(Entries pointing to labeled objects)
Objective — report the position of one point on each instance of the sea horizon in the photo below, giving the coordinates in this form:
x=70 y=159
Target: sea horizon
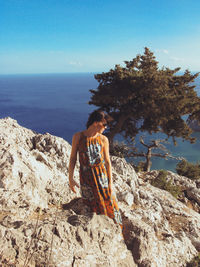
x=58 y=104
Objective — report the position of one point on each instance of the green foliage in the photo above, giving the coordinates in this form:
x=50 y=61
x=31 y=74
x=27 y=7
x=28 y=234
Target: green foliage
x=119 y=149
x=141 y=97
x=161 y=182
x=188 y=169
x=195 y=262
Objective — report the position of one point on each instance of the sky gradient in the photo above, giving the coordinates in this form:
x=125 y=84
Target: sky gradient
x=52 y=36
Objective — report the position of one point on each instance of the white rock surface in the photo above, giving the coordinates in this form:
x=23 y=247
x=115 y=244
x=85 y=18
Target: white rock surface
x=159 y=230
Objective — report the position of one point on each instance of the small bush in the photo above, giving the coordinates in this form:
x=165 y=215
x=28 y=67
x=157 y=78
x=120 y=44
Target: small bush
x=161 y=182
x=188 y=169
x=195 y=262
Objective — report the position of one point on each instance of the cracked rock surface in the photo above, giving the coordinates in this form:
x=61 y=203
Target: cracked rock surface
x=43 y=223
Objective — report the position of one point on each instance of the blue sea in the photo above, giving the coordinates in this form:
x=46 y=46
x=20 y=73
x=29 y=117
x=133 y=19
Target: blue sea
x=58 y=104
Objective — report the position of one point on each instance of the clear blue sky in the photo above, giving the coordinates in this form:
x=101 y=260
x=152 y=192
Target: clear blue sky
x=49 y=36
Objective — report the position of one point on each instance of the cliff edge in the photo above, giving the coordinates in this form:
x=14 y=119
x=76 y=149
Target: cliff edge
x=42 y=223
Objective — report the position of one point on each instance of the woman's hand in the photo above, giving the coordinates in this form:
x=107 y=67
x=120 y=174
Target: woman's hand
x=72 y=184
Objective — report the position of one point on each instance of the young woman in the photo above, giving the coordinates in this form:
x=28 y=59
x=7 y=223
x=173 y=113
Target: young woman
x=95 y=167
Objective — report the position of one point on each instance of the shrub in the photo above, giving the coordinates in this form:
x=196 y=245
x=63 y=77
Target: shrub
x=188 y=169
x=161 y=182
x=195 y=262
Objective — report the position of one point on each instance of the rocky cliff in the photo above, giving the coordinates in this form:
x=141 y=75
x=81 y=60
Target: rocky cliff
x=42 y=223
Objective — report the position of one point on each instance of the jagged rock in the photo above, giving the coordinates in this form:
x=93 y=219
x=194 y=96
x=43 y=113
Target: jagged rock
x=42 y=217
x=194 y=125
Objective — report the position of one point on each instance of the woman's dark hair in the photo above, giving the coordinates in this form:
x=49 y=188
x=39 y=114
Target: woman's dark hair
x=97 y=115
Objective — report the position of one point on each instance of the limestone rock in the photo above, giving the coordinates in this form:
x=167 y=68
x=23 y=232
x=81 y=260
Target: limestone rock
x=42 y=222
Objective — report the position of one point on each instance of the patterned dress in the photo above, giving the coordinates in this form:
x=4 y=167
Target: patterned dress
x=94 y=178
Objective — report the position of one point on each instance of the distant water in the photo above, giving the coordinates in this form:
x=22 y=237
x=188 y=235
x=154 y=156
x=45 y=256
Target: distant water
x=58 y=104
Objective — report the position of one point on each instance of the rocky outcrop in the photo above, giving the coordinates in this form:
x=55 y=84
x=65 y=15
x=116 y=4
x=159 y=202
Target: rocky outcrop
x=194 y=125
x=42 y=223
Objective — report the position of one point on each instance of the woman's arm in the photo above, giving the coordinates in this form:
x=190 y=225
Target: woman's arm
x=72 y=161
x=107 y=162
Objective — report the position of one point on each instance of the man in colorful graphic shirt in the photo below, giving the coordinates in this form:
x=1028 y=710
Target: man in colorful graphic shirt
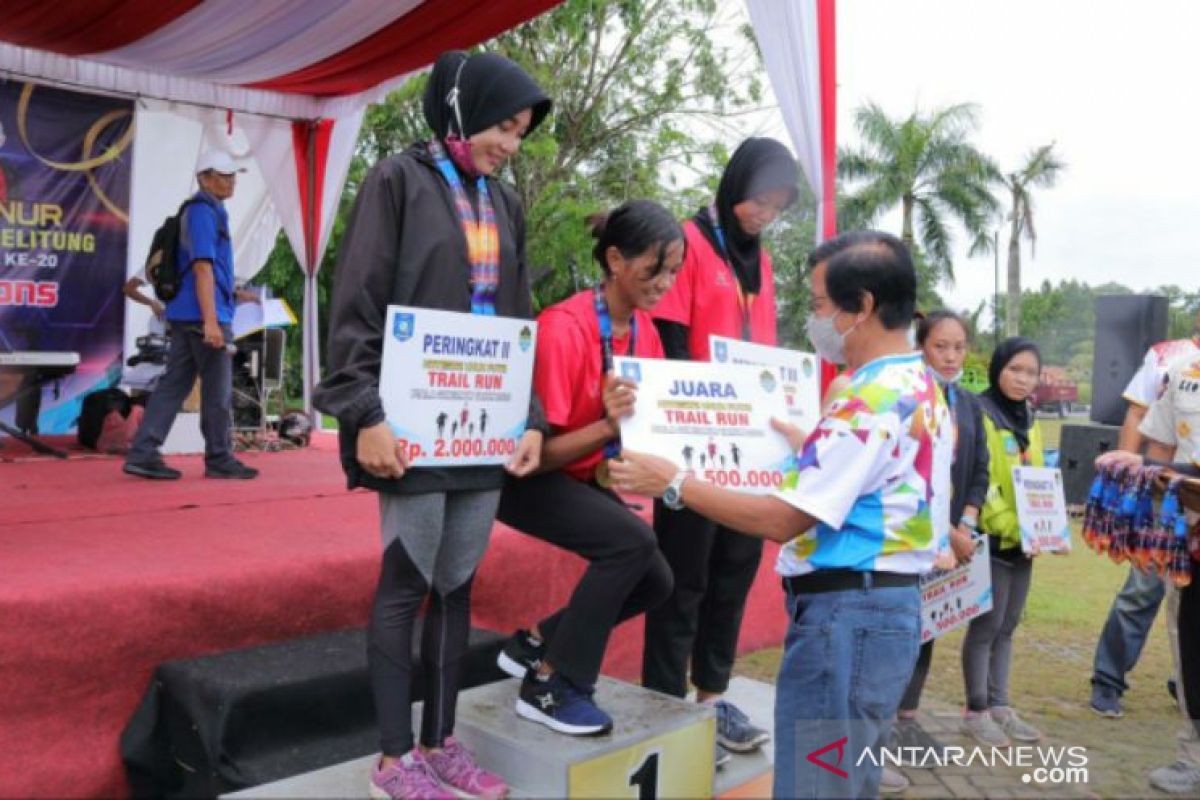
x=862 y=518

> AIM
Copy the lines above, substituting "location" for each occurrence of "coordinates" and leaving everything else unchanged. Omit the pictures from your copy.

> COMPLETED TASK
Objective — report the position of one point on each instance of the sea horizon in the photo below, giving the location in this form:
x=70 y=159
Target: sea horizon
x=58 y=104
Objective — report the position of one point on each instance of the green foliage in the photo above, giving the location in this form:
x=50 y=61
x=31 y=74
x=27 y=7
x=28 y=234
Target: green foliage
x=119 y=149
x=141 y=97
x=161 y=182
x=188 y=169
x=195 y=262
Objective — report the position of one point on each instance of the sky gradient in the photo above, giving the location in this form:
x=125 y=84
Target: sky gradient
x=52 y=36
Objective — report the position of one point on each instance of the white rock surface in the photo above, giving the location in this form:
x=23 y=247
x=115 y=244
x=85 y=18
Target: white rock surface
x=159 y=230
Objective — report the position of one point on each instance of the small bush in the photo above, giving the location in this form:
x=165 y=215
x=28 y=67
x=157 y=78
x=120 y=44
Target: small bush
x=161 y=182
x=188 y=169
x=195 y=262
Objective — report the position of one point on each instance of the cracked rock surface in the photo above, giving the location in this form:
x=61 y=203
Target: cracked rock surface
x=43 y=223
Objective — report the position of one point on each instance of the blue sea in the photo above, giving the location in this form:
x=46 y=46
x=20 y=73
x=29 y=117
x=133 y=19
Target: blue sea
x=58 y=104
Objective — report the position of one point on each instance of the clear blue sky in the photo above, giving the location in this form:
x=101 y=260
x=152 y=192
Target: clear blue sky
x=49 y=36
Objective — report the position of one point on each instance of the cliff edge in the photo above, giving the location in this form:
x=14 y=119
x=76 y=149
Target: cliff edge
x=42 y=223
Objective — report the position of one point on each instance of the woman's hand in the photo above, giving the location in this form:
x=107 y=67
x=120 y=174
Target: woman's hand
x=72 y=184
Objective — report the position of one point on each instance of the young woman in the photo above, giving the location in this form:
x=28 y=59
x=7 y=223
x=173 y=113
Target: young woman
x=95 y=167
Objective — report the position of one point on each instance of the shrub in the photo above, giving the location in this form:
x=196 y=245
x=63 y=77
Target: shrub
x=188 y=169
x=161 y=182
x=195 y=262
Objective — report the position of one point on each instance of the rocky cliff in the photo above, giving the location in this form:
x=141 y=75
x=81 y=60
Target: rocky cliff
x=42 y=223
Objective — report the position of one point on each instance of the jagged rock in the photo above, giving the location in this form:
x=93 y=219
x=194 y=96
x=43 y=113
Target: jagged rock
x=42 y=217
x=194 y=125
Objective — report the position of one point on each instance of the woman's dark hair in the photo above, giving the location in this form:
x=49 y=188
x=39 y=114
Target: woman's dark hair
x=97 y=115
Objective — report the position of one point on each instance of the limestone rock in the photo above, giving the location in this form:
x=167 y=68
x=23 y=232
x=81 y=260
Target: limestone rock
x=42 y=222
Objective — report the position of one point on each instance of the patterned dress in the photo above, giving the location in this form:
x=4 y=167
Target: patterned dress
x=94 y=178
Objective — report the position of one point on each instance of the distant water in the photo above, giving the location in this form:
x=22 y=237
x=188 y=235
x=154 y=156
x=45 y=256
Target: distant water
x=58 y=104
Objective — report the position of one point on each instance of the rocky outcrop in the photo above, giving the location in this form:
x=55 y=84
x=65 y=15
x=116 y=4
x=159 y=202
Target: rocky outcrop
x=194 y=125
x=42 y=223
Objective — report the position of one point on each instance of the woman's arm in the photo above, giving the location in this form:
x=190 y=225
Target: woman's arm
x=72 y=161
x=107 y=162
Objective — report the position of one point on each instance of the man in colorful graphic shirt in the photo below, giving the location in this form:
x=1028 y=710
Target: man in colorful graphic shirt
x=862 y=518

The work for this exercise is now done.